- **Prompt**
Restate the listing that follows word for word, without its pictures.

** Study material follows **

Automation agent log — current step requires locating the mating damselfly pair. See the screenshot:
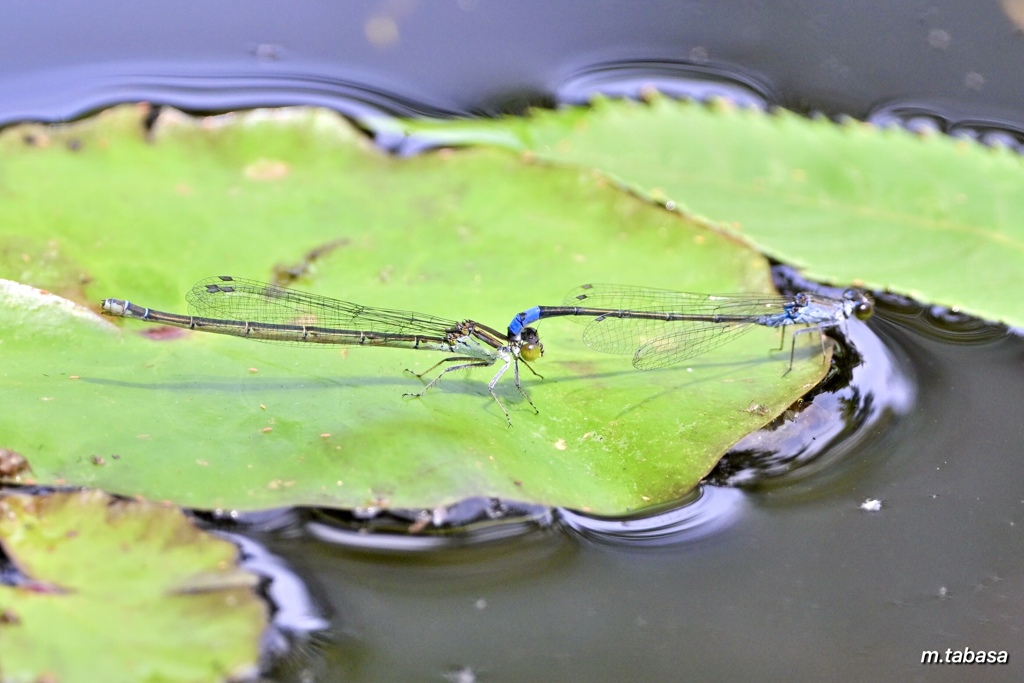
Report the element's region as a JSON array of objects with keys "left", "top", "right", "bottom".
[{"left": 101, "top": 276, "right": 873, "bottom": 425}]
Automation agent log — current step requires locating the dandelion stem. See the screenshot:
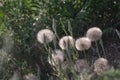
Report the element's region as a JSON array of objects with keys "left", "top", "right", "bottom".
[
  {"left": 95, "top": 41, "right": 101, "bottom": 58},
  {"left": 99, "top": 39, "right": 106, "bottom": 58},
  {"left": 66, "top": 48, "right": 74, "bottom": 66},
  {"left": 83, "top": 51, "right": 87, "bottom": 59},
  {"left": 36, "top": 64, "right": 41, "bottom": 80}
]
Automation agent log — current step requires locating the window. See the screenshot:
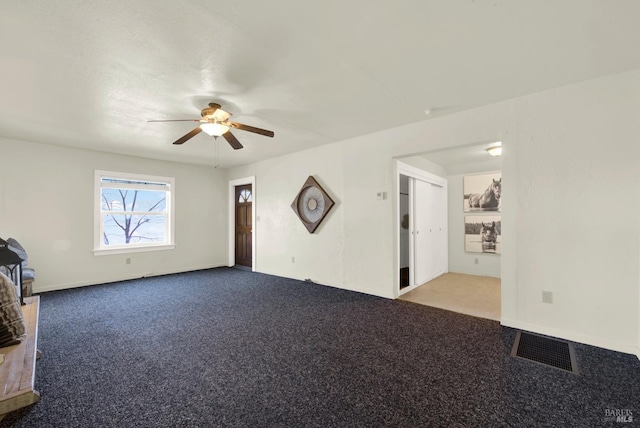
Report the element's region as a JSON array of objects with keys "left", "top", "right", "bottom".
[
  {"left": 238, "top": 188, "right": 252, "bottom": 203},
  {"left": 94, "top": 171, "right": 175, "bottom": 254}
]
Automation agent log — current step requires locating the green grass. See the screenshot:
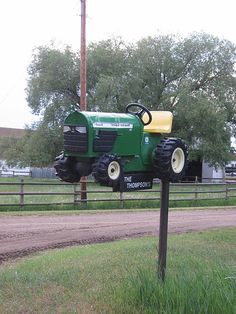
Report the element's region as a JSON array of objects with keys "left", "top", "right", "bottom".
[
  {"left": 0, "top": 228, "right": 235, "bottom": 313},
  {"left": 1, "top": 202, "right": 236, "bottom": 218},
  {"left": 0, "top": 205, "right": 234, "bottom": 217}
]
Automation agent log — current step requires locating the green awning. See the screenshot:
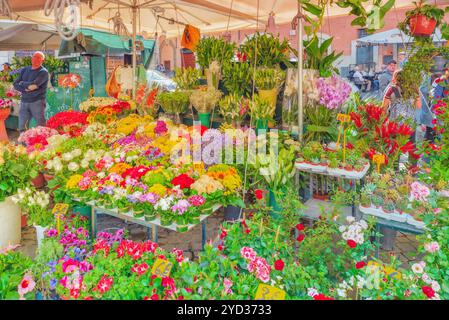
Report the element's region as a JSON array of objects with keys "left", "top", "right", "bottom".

** End of Study material **

- **Answer box**
Automation agent log — current step requires locating the mating damselfly pair. See the screenshot:
Report the element's region as a JSON array of objects with keys "left", "top", "right", "bottom".
[{"left": 101, "top": 276, "right": 873, "bottom": 425}]
Automation agent log — current step requires locating the dandelion stem. See the screenshot:
Report the element's region as a JSON array of objects with keys "left", "top", "right", "bottom".
[
  {"left": 95, "top": 41, "right": 101, "bottom": 58},
  {"left": 99, "top": 39, "right": 106, "bottom": 58},
  {"left": 66, "top": 48, "right": 74, "bottom": 66},
  {"left": 83, "top": 51, "right": 87, "bottom": 59},
  {"left": 36, "top": 64, "right": 41, "bottom": 80}
]
Automation agent log — current step requires locating the window. See the screenshot:
Report the element's region as a JSON array of objects with keys "left", "top", "right", "bottom".
[
  {"left": 238, "top": 188, "right": 252, "bottom": 203},
  {"left": 94, "top": 171, "right": 175, "bottom": 254}
]
Automation agent log — current step requires locating the green grass. See the screenshot:
Report the element's region as a JSON array of objects with keys "left", "top", "right", "bottom".
[
  {"left": 0, "top": 228, "right": 235, "bottom": 313},
  {"left": 1, "top": 202, "right": 236, "bottom": 218},
  {"left": 0, "top": 205, "right": 234, "bottom": 217}
]
Automation agent log — current step requires locating the green awning. See the screenshot:
Report the element's region as a JSON array of objects with keys "left", "top", "right", "bottom".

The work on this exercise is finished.